## Goal
Copy out each line exactly as it appears.

* * * * * * * * *

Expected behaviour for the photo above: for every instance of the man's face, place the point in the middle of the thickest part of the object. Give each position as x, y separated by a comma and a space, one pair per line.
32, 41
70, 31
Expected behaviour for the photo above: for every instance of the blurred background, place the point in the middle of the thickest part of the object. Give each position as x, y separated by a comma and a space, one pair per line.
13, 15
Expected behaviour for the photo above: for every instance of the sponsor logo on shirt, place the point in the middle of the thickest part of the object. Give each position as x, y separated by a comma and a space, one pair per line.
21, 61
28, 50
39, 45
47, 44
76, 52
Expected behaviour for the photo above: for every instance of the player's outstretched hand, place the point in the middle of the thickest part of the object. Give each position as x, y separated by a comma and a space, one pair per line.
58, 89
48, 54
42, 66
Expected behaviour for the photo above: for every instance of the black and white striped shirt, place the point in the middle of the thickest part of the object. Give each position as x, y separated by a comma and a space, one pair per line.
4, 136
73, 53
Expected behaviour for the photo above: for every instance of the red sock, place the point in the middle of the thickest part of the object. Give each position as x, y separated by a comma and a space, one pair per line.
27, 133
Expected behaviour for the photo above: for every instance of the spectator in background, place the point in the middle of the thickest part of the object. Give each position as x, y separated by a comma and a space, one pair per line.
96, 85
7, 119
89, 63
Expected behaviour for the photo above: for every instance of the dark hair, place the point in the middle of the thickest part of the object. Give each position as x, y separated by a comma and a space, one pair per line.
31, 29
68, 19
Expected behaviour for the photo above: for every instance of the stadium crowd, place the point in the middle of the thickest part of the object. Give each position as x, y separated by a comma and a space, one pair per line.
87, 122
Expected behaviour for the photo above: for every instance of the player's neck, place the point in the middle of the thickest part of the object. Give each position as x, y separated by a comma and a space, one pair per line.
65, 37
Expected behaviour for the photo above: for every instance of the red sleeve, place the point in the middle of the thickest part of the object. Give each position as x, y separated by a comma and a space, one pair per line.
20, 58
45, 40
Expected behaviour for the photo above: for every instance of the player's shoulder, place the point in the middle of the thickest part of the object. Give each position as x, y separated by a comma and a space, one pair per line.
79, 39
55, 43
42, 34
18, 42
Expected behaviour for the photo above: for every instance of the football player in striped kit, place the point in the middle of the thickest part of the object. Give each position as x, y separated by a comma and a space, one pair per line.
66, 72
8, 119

* * * * * * * * *

## Exercise answer
Expected behaviour for the photo above: for every instance of the man's face, place the point in the middle of the thickest part of the object. Give each position as x, y separated by a comma and a space, one pair per line.
32, 41
70, 31
Expected behaviour for the photo above: for every instance of the blurred background, place the point in the middle of the thickest part of the object. Give each position as x, y separated by a comma and a space, one pair per line.
13, 15
Expected behaviour for the photo above: for every instance of the sponsor logo on shirt, place the point in the middle of the thickest part of the object. Give each position as x, y separated by a comma and a space, one pair per line.
21, 61
28, 50
39, 45
47, 44
76, 52
Expected behaviour for the photo above: for every instance of the player's outstretched hand, place the point in the middle of the thickest part of the object. Give each position as x, y separated by a comma and a space, one pair per line.
58, 89
48, 54
42, 66
Expected behaviour for the photo above: for every instance of the black and white striped shirt, place the point in the middle of the thickest part of the object. Give each position as x, y separated by a comma and a space, one pair per line.
4, 136
73, 53
Expected behaviour for the photo above: for every instance of the red sock, place the point in the middle of the thickest part of the object. Give each position as x, y separated by a comma and a space, one pair per line.
27, 133
Expected behaviour for the photo above: for every instance of the spectator in background, place the point in the middle of the thickest part of the object. Give each position as x, y separated by a comma and a space, one pair per line.
96, 85
7, 119
89, 63
Expected behaviour for the photo above: for every instance of the dark hair, place the point in the middle of the thickest part of the object. Give each position as x, y separated by a comma and a space, one pair per line.
31, 29
68, 19
Expected behaviour for the photo above: for every instance of the stadium crowd, place the point in the middle of the thickest part of the object. Give each position as x, y separated by a comma and a space, one pair per line.
87, 122
Expected behaviour for the photo above: for every instance of the player's neck, place the point in the middle of the thickest part of the object. Give each position as x, y separated by a comma and a space, one pair per line.
65, 37
Expected behaviour for the photo above: for every instance of the red sleeve, place the point in the middle of the thickest part of the object. Give each position as x, y separated by a comma and a space, one pair per line.
20, 58
45, 40
Expected behaviour for the photo above: for every instance of the player's shoulder, place the point in the middle of the thickest part of the object. Give each position as x, y separated by a comma and a space, one pair per line.
79, 39
55, 43
42, 34
18, 42
Expected behaviour for the photo above: for every instance of the football player in striped kit, place the point in the middle of the thickest part of the object. Give each position as x, y separated by a comma and a space, one pair per line.
66, 72
8, 119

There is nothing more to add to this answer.